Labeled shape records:
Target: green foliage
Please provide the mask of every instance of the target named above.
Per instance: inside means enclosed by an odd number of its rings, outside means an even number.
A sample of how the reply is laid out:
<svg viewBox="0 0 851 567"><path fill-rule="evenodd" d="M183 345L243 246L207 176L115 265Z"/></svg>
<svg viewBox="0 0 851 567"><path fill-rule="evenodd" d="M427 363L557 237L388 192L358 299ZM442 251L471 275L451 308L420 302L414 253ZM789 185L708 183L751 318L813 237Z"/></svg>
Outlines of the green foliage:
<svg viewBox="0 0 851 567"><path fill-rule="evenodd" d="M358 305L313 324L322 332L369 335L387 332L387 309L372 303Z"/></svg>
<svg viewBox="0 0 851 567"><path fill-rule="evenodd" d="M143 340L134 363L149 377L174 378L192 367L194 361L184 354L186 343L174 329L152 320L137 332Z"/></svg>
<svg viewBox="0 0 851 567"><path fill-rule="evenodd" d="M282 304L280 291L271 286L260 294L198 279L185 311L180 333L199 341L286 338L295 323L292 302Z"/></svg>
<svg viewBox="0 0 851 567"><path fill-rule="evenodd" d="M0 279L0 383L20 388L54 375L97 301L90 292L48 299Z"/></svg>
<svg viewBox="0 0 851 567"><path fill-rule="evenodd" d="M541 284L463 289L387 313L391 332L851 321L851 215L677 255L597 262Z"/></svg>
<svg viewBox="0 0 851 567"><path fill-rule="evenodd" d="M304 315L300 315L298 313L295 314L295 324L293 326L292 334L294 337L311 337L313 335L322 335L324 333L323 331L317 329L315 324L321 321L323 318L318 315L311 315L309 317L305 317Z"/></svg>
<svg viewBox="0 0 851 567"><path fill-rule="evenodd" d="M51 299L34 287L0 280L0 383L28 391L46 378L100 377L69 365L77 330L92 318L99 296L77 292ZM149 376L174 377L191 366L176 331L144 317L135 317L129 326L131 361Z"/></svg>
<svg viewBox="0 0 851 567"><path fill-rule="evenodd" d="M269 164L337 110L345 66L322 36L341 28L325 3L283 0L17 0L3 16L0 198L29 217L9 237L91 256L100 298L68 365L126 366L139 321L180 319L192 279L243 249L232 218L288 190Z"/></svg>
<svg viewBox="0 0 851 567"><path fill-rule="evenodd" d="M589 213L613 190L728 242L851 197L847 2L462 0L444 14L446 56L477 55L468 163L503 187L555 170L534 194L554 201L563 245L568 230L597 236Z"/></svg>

---

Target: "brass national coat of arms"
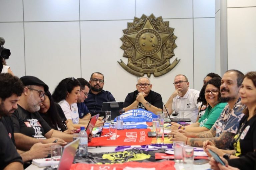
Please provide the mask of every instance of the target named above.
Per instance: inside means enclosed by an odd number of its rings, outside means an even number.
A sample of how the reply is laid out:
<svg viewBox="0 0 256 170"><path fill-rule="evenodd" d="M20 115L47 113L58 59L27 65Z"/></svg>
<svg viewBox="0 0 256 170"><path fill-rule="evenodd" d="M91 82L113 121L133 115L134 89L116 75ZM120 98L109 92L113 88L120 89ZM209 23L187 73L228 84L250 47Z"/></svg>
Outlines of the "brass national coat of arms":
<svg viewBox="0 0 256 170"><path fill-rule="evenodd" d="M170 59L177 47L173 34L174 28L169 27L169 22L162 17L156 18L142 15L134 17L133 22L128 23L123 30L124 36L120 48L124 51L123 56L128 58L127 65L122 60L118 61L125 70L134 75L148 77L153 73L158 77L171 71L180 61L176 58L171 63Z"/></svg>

* * *

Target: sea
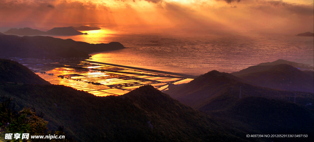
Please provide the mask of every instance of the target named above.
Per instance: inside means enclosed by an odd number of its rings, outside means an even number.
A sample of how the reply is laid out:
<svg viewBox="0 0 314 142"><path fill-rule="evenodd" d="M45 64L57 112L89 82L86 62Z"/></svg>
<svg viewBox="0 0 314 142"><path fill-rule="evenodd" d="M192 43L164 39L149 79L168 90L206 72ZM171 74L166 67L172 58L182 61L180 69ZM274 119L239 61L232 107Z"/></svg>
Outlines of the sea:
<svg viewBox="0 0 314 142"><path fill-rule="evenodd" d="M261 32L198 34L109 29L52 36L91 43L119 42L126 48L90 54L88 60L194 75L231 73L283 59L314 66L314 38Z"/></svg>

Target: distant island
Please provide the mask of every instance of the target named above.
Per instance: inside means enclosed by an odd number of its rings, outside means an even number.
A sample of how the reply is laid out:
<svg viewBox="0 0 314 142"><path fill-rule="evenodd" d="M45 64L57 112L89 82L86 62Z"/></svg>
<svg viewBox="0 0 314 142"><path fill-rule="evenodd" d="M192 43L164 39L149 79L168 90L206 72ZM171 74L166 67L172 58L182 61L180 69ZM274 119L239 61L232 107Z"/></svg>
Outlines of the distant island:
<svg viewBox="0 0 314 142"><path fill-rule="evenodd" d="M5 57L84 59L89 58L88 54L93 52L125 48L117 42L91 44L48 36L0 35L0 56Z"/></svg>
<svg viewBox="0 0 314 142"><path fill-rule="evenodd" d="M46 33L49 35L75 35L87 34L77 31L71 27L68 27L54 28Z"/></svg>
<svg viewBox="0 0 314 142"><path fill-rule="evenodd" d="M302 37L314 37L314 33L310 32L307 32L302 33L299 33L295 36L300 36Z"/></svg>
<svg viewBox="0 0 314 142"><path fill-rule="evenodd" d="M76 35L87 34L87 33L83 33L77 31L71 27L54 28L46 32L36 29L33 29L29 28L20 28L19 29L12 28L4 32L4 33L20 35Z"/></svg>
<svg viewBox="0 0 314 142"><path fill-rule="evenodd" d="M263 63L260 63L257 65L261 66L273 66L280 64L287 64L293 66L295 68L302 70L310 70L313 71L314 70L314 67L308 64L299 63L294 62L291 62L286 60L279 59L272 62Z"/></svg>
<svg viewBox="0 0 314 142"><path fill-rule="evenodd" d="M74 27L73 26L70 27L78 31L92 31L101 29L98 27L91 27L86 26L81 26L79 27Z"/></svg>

REQUIRED WORK: Please reproduce word for word the lines starting with the one that contains "Target: green foliage" and going on through the one that contains "345L243 246L207 176L115", both included.

EXERCISE OUTPUT:
Target: green foliage
Please provide the mask of every instance of the target named above.
Per instance: inside means enclosed by an odd number of its rings, outside means an even number.
A sample of how the reply is laid out:
<svg viewBox="0 0 851 567"><path fill-rule="evenodd" d="M183 345L243 246L207 176L115 265Z"/></svg>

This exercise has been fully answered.